- _Work instructions_: Count the lines of the records that contain the string "ceiling", and reply with that number alone.

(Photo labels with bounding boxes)
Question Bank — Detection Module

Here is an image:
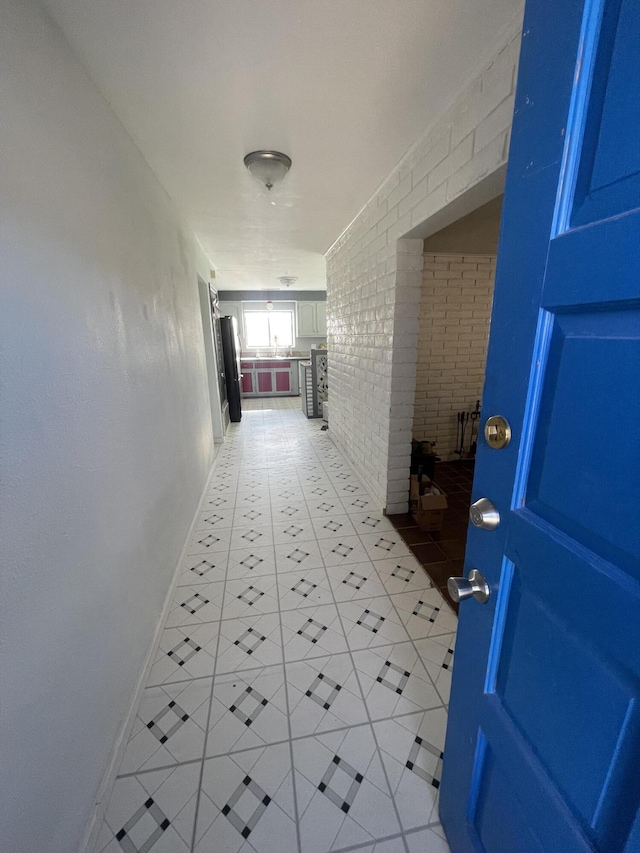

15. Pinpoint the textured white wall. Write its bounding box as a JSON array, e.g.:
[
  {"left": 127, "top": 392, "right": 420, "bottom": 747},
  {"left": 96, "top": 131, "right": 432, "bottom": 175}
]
[
  {"left": 413, "top": 253, "right": 496, "bottom": 459},
  {"left": 0, "top": 0, "right": 213, "bottom": 853},
  {"left": 327, "top": 23, "right": 521, "bottom": 513}
]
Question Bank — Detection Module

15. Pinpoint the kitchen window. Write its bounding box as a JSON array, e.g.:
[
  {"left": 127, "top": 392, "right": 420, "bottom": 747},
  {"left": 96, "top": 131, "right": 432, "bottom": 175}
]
[{"left": 243, "top": 310, "right": 294, "bottom": 349}]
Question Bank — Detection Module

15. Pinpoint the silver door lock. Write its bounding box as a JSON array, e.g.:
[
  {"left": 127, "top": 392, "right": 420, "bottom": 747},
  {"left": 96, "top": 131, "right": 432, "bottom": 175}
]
[
  {"left": 447, "top": 569, "right": 491, "bottom": 604},
  {"left": 469, "top": 498, "right": 500, "bottom": 530}
]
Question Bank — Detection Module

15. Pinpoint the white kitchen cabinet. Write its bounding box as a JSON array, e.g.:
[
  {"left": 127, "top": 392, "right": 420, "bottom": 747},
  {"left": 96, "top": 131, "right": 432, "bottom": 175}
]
[{"left": 298, "top": 302, "right": 327, "bottom": 338}]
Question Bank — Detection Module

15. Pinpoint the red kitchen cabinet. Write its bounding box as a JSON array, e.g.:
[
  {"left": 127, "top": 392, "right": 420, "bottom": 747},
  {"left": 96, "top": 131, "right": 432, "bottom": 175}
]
[{"left": 241, "top": 359, "right": 297, "bottom": 397}]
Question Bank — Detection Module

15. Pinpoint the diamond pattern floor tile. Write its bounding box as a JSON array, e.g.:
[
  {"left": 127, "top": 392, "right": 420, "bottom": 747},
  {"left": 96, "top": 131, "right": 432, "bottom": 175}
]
[
  {"left": 281, "top": 604, "right": 347, "bottom": 661},
  {"left": 120, "top": 678, "right": 212, "bottom": 773},
  {"left": 375, "top": 556, "right": 433, "bottom": 595},
  {"left": 194, "top": 744, "right": 297, "bottom": 853},
  {"left": 147, "top": 622, "right": 219, "bottom": 687},
  {"left": 286, "top": 654, "right": 367, "bottom": 737},
  {"left": 216, "top": 613, "right": 282, "bottom": 673},
  {"left": 96, "top": 398, "right": 457, "bottom": 853},
  {"left": 178, "top": 551, "right": 229, "bottom": 586},
  {"left": 293, "top": 725, "right": 400, "bottom": 853},
  {"left": 353, "top": 643, "right": 442, "bottom": 720},
  {"left": 227, "top": 545, "right": 276, "bottom": 580},
  {"left": 222, "top": 575, "right": 278, "bottom": 619},
  {"left": 102, "top": 763, "right": 200, "bottom": 853},
  {"left": 374, "top": 708, "right": 447, "bottom": 829},
  {"left": 206, "top": 665, "right": 289, "bottom": 756},
  {"left": 393, "top": 589, "right": 458, "bottom": 640},
  {"left": 278, "top": 569, "right": 333, "bottom": 610},
  {"left": 338, "top": 595, "right": 409, "bottom": 650},
  {"left": 167, "top": 582, "right": 224, "bottom": 628},
  {"left": 327, "top": 562, "right": 386, "bottom": 601}
]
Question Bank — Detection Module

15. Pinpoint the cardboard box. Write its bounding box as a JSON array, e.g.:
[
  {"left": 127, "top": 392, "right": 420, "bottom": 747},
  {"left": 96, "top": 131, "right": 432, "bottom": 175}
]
[
  {"left": 409, "top": 474, "right": 420, "bottom": 515},
  {"left": 416, "top": 482, "right": 447, "bottom": 531}
]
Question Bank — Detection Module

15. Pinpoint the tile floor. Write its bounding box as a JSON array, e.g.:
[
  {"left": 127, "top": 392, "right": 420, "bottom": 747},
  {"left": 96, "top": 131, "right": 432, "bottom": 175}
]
[
  {"left": 389, "top": 459, "right": 475, "bottom": 613},
  {"left": 95, "top": 398, "right": 457, "bottom": 853}
]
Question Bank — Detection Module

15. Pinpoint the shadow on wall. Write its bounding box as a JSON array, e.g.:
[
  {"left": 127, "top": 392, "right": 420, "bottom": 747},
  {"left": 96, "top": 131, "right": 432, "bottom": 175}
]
[{"left": 413, "top": 195, "right": 502, "bottom": 460}]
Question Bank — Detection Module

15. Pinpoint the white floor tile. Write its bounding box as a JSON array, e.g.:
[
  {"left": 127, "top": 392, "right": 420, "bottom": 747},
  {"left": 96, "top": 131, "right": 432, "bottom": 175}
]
[
  {"left": 374, "top": 708, "right": 447, "bottom": 829},
  {"left": 393, "top": 588, "right": 458, "bottom": 640},
  {"left": 97, "top": 398, "right": 457, "bottom": 853},
  {"left": 206, "top": 665, "right": 289, "bottom": 756},
  {"left": 375, "top": 555, "right": 433, "bottom": 595},
  {"left": 350, "top": 510, "right": 395, "bottom": 536},
  {"left": 230, "top": 524, "right": 273, "bottom": 550},
  {"left": 273, "top": 518, "right": 316, "bottom": 545},
  {"left": 327, "top": 561, "right": 386, "bottom": 601},
  {"left": 227, "top": 545, "right": 276, "bottom": 580},
  {"left": 360, "top": 530, "right": 411, "bottom": 560},
  {"left": 167, "top": 581, "right": 224, "bottom": 628},
  {"left": 216, "top": 613, "right": 282, "bottom": 673},
  {"left": 275, "top": 541, "right": 324, "bottom": 573},
  {"left": 319, "top": 536, "right": 371, "bottom": 567},
  {"left": 338, "top": 596, "right": 409, "bottom": 650},
  {"left": 178, "top": 551, "right": 229, "bottom": 586},
  {"left": 353, "top": 643, "right": 442, "bottom": 720},
  {"left": 293, "top": 725, "right": 400, "bottom": 853},
  {"left": 233, "top": 504, "right": 271, "bottom": 528},
  {"left": 281, "top": 604, "right": 348, "bottom": 661},
  {"left": 98, "top": 762, "right": 200, "bottom": 853},
  {"left": 285, "top": 654, "right": 367, "bottom": 737},
  {"left": 196, "top": 509, "right": 235, "bottom": 530},
  {"left": 187, "top": 527, "right": 232, "bottom": 555},
  {"left": 313, "top": 513, "right": 356, "bottom": 539},
  {"left": 119, "top": 678, "right": 212, "bottom": 774},
  {"left": 194, "top": 744, "right": 297, "bottom": 853},
  {"left": 147, "top": 622, "right": 220, "bottom": 687},
  {"left": 222, "top": 575, "right": 278, "bottom": 619}
]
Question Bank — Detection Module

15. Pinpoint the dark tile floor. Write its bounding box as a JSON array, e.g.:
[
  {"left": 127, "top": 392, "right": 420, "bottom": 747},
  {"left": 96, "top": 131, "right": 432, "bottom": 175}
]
[{"left": 389, "top": 459, "right": 475, "bottom": 613}]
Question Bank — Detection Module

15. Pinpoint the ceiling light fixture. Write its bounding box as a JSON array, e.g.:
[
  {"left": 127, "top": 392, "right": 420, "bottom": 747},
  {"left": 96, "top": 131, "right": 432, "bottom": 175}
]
[
  {"left": 278, "top": 275, "right": 298, "bottom": 287},
  {"left": 244, "top": 151, "right": 291, "bottom": 190}
]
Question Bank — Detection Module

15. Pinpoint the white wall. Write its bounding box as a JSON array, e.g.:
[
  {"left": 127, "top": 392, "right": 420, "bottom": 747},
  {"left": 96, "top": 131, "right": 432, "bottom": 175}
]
[
  {"left": 327, "top": 18, "right": 522, "bottom": 513},
  {"left": 0, "top": 0, "right": 213, "bottom": 853},
  {"left": 413, "top": 251, "right": 496, "bottom": 460}
]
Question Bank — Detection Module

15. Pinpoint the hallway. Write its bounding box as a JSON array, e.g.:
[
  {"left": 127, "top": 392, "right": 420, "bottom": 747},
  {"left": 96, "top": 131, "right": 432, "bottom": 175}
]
[{"left": 96, "top": 398, "right": 457, "bottom": 853}]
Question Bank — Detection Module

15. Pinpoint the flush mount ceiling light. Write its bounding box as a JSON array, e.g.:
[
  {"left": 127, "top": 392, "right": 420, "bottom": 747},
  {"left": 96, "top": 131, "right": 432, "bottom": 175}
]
[{"left": 244, "top": 151, "right": 291, "bottom": 190}]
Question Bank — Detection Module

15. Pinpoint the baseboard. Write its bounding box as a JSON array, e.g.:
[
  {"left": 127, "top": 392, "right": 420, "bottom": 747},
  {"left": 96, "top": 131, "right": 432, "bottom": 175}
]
[{"left": 78, "top": 446, "right": 220, "bottom": 853}]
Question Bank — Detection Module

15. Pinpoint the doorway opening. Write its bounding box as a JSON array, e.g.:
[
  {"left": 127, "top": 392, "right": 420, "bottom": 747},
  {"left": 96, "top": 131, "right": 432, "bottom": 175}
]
[{"left": 392, "top": 195, "right": 502, "bottom": 611}]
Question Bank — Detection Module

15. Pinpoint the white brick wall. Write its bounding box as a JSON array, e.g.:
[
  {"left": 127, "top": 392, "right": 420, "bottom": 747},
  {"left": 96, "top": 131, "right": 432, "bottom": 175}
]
[
  {"left": 327, "top": 20, "right": 520, "bottom": 513},
  {"left": 413, "top": 253, "right": 496, "bottom": 460}
]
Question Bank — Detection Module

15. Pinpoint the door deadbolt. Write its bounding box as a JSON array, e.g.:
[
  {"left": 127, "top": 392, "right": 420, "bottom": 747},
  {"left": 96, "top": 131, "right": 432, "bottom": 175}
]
[
  {"left": 484, "top": 415, "right": 511, "bottom": 450},
  {"left": 469, "top": 498, "right": 500, "bottom": 530},
  {"left": 447, "top": 569, "right": 490, "bottom": 604}
]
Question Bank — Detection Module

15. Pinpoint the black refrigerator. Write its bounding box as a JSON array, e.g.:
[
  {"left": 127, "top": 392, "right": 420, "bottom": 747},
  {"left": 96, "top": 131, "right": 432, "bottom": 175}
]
[{"left": 220, "top": 317, "right": 242, "bottom": 423}]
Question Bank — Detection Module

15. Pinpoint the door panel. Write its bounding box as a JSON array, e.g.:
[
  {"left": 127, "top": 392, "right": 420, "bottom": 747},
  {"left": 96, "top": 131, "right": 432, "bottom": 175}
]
[
  {"left": 441, "top": 0, "right": 640, "bottom": 853},
  {"left": 276, "top": 370, "right": 291, "bottom": 393},
  {"left": 256, "top": 370, "right": 273, "bottom": 394}
]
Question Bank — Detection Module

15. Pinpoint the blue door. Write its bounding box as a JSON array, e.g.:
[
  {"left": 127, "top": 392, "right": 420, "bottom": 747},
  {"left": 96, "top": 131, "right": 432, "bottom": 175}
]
[{"left": 441, "top": 0, "right": 640, "bottom": 853}]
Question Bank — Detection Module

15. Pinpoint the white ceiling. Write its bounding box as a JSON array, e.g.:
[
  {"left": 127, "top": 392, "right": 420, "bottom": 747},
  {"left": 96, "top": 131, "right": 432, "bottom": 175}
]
[{"left": 44, "top": 0, "right": 520, "bottom": 290}]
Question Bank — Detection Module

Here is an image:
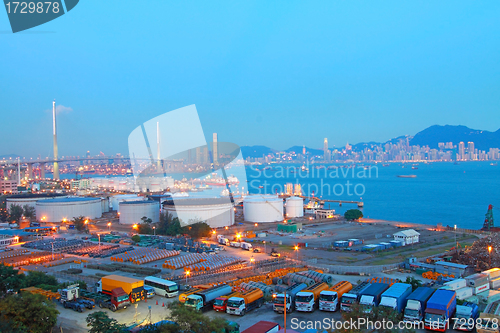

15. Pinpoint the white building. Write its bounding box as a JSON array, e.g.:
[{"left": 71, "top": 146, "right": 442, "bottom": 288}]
[{"left": 393, "top": 229, "right": 420, "bottom": 246}]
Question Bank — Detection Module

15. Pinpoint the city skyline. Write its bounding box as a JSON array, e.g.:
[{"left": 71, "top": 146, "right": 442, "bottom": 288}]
[{"left": 0, "top": 1, "right": 500, "bottom": 156}]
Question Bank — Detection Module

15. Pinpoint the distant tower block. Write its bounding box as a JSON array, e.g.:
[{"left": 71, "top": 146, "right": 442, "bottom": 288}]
[
  {"left": 213, "top": 133, "right": 219, "bottom": 164},
  {"left": 52, "top": 100, "right": 59, "bottom": 180}
]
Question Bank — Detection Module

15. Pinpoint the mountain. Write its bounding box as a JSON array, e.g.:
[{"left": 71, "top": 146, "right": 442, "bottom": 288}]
[{"left": 410, "top": 125, "right": 500, "bottom": 151}]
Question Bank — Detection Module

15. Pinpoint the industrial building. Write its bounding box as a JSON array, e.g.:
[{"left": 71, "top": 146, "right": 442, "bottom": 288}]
[
  {"left": 119, "top": 200, "right": 160, "bottom": 224},
  {"left": 35, "top": 197, "right": 103, "bottom": 223},
  {"left": 286, "top": 197, "right": 304, "bottom": 218},
  {"left": 163, "top": 198, "right": 234, "bottom": 228},
  {"left": 243, "top": 194, "right": 283, "bottom": 222}
]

- _Full response_: 3